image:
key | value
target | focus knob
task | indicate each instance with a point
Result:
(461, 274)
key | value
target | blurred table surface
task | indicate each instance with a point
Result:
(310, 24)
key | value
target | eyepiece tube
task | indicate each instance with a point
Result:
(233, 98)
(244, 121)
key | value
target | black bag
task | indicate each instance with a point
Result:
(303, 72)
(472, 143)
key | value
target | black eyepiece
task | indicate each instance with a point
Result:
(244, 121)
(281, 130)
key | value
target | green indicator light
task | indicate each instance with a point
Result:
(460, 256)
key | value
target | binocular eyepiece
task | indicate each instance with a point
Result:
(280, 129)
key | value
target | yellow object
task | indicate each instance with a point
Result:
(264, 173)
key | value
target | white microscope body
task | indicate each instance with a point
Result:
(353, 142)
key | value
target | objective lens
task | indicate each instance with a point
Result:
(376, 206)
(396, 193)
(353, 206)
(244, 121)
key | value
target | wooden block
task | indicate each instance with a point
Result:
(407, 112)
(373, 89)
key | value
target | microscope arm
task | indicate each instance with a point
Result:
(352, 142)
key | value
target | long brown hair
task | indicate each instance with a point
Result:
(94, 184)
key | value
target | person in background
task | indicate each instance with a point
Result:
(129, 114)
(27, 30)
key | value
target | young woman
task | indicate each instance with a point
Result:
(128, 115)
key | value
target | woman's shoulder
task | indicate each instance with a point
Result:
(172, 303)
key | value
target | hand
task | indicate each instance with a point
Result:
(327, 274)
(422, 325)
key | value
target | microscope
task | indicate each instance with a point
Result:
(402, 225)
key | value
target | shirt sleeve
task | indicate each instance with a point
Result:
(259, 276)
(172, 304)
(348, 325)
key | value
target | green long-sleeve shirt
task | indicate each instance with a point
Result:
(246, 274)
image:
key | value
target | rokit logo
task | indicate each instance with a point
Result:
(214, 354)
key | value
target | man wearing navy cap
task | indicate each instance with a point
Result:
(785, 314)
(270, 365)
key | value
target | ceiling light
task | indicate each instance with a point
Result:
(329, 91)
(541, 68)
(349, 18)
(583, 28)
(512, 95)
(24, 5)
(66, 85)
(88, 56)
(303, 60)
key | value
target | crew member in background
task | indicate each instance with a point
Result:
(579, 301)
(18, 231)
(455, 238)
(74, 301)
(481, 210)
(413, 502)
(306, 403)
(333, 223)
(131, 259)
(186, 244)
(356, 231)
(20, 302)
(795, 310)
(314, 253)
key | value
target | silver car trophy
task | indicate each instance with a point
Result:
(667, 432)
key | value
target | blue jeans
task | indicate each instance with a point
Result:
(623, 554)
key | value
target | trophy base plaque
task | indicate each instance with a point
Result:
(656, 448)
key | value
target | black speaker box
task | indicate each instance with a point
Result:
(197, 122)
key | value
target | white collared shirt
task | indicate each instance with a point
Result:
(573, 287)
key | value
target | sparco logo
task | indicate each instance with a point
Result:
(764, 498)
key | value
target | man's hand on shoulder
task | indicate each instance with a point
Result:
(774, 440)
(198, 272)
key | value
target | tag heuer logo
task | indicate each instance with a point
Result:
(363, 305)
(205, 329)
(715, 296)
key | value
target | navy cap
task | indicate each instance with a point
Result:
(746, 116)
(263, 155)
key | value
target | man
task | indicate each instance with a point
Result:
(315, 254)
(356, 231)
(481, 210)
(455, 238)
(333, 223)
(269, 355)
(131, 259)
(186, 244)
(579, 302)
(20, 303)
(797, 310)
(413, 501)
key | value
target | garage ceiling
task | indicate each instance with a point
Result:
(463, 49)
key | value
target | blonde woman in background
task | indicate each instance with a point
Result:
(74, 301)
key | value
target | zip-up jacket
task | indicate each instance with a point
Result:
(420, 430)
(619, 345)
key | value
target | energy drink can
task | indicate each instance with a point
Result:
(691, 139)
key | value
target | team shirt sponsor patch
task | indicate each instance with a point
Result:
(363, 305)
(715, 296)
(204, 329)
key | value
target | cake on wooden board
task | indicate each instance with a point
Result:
----
What to work on: Every line of the material above is to be copied exactly.

Answer to the problem:
image:
key | value
target | focus knob
task | indicate each instance with a point
Result:
(461, 274)
key | value
target | blurred table surface
task | indicate each instance with a point
Result:
(310, 24)
key | value
target | eyepiece tube
task | indicate each instance with a point
Result:
(233, 98)
(244, 121)
key | value
target | black bag
task | indicate each instance with a point
Result:
(303, 72)
(472, 143)
key | value
target | black eyepiece
task | indicate each instance with a point
Result:
(244, 121)
(281, 130)
key | value
target | green indicator light
task | indicate each instance with a point
Result:
(460, 256)
key | value
target | binocular eyepiece
task | indicate each instance with a point
Result:
(280, 129)
key | value
target | yellow object
task | indicate each instance with a point
Result:
(264, 173)
key | value
target | white microscope body
task | indicate each instance with a point
Result:
(353, 142)
key | value
target | objective lens
task | indicate each instance with a point
Result:
(376, 206)
(396, 193)
(353, 206)
(244, 121)
key | value
target | wooden block
task | indicate each instance with a point
Result:
(407, 112)
(373, 89)
key | value
target | microscope arm
task | indicate each instance with a point
Result:
(352, 142)
key | value
target | long brown hair
task | indicate each instance with a point
Result:
(94, 184)
key | value
target | person in background
task | indicate each instance with a point
Result:
(129, 114)
(27, 30)
key | value
target | young woman
task | indicate each instance with a point
Result:
(128, 115)
key | value
target | woman's shoulder
task | indicate each instance with a point
Result:
(172, 303)
key | value
target | hand
task | indicate each instance with a point
Result:
(327, 274)
(422, 325)
key | value
target | microscope
task | indicate each instance with a point
Result:
(402, 225)
key | value
target | shirt sleeve
task | indicate each instance with a point
Result:
(259, 276)
(172, 304)
(348, 325)
key | value
target | green long-sleeve shirt
task | indicate each instance with a point
Result:
(246, 274)
image:
key | value
target | rokit logo
task | indicate each instance with a point
Result:
(214, 354)
key | value
target | man wearing navy cap
task | indicate each instance with a point
Result:
(785, 314)
(270, 365)
key | value
target | ceiling light
task | indicate each instance with a point
Result:
(329, 91)
(541, 68)
(349, 18)
(583, 28)
(512, 95)
(24, 5)
(66, 85)
(88, 56)
(303, 60)
key | value
target | crew member in background
task | indicate each instance with a point
Result:
(579, 301)
(18, 231)
(455, 238)
(74, 301)
(481, 210)
(413, 502)
(306, 403)
(333, 223)
(131, 259)
(186, 244)
(356, 231)
(20, 302)
(795, 310)
(314, 253)
key | value
target | silver car trophy
task | indicate each instance with a point
Result:
(667, 432)
key | value
target | blue jeans
task | indicate each instance with a point
Result:
(623, 554)
key | value
target | trophy base plaque
task | indicate each instance with a point
Result:
(656, 448)
key | value
target | black speaker box
task | indicate each instance with a point
Result:
(197, 122)
key | value
target | white collared shirt
task | indicate each instance with a point
Result:
(573, 287)
key | value
target | sparco logo
task | indicate each instance with a point
Result:
(764, 498)
key | value
target | man's hand on shoulder
task | indicate each instance with a point
Result:
(774, 440)
(198, 272)
key | value
target | tag heuer logo
task | indicate each instance with a point
Result:
(363, 305)
(205, 329)
(715, 296)
key | value
target | navy cap
task | indicate each instance with a point
Result:
(746, 116)
(263, 155)
key | value
target | man
task | indicate each instance with a point
Result:
(315, 254)
(356, 231)
(481, 210)
(455, 238)
(333, 223)
(269, 355)
(131, 259)
(186, 244)
(579, 302)
(20, 303)
(797, 310)
(413, 501)
key | value
target | garage ceiling
task | indicate each instance with a point
Result:
(463, 49)
key | value
target | blonde woman in background
task | indicate each instance with a point
Result:
(74, 301)
key | value
target | zip-up jacket
task | indicate each instance with a point
Result:
(420, 430)
(619, 345)
key | value
target | energy drink can
task | indicate each instance with a point
Result:
(691, 139)
key | value
target | team shirt sponsor patch
task | indicate each instance with a point
Result:
(363, 305)
(715, 296)
(204, 329)
key | value
target | cake on wooden board
task | indicate each instance with a point
Result:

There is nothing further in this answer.